EXERCISE OBJECTIVE => Rewrite the records below, changing "metal railing" to "steel railing" and leaving everything else as it is.

--- Begin ---

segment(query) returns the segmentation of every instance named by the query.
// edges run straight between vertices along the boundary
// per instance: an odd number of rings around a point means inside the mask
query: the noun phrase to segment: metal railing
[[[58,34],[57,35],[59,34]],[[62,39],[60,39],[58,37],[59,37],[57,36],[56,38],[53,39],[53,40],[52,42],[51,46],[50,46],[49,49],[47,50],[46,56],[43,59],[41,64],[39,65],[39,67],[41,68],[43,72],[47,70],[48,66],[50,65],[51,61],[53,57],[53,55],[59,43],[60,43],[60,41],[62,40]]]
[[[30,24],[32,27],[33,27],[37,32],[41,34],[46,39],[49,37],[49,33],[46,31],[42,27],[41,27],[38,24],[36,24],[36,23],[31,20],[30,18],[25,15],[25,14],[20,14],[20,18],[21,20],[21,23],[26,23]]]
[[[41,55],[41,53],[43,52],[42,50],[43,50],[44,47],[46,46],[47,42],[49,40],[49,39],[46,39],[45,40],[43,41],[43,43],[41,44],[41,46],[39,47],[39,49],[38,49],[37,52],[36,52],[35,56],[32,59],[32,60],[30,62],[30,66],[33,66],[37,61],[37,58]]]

--- End ---

REPLY =>
segment(query) returns the segmentation of every instance named by the query.
// edges run straight between vertices along the boundary
// per instance: an odd number of rings around a point means inside the mask
query: the noun phrase to segment: steel railing
[[[58,34],[57,35],[59,34]],[[62,39],[60,39],[58,37],[59,37],[57,36],[56,38],[53,39],[53,40],[52,42],[51,46],[50,46],[49,49],[47,50],[46,56],[43,59],[41,64],[39,65],[39,67],[41,68],[43,72],[47,70],[48,66],[50,65],[51,61],[53,57],[53,55],[59,43],[60,43],[60,41],[62,40]]]
[[[30,24],[32,27],[33,27],[37,32],[41,34],[46,39],[49,37],[49,33],[46,31],[42,27],[41,27],[38,24],[36,24],[36,23],[31,20],[30,18],[25,15],[25,14],[20,14],[20,18],[21,20],[21,23],[26,23]]]
[[[41,55],[41,53],[43,52],[42,50],[43,50],[44,47],[46,46],[47,42],[49,40],[49,39],[46,39],[45,40],[43,41],[43,43],[41,44],[41,46],[39,47],[39,49],[38,49],[37,52],[36,52],[35,56],[32,59],[32,60],[30,62],[30,66],[33,66],[37,61],[37,58]]]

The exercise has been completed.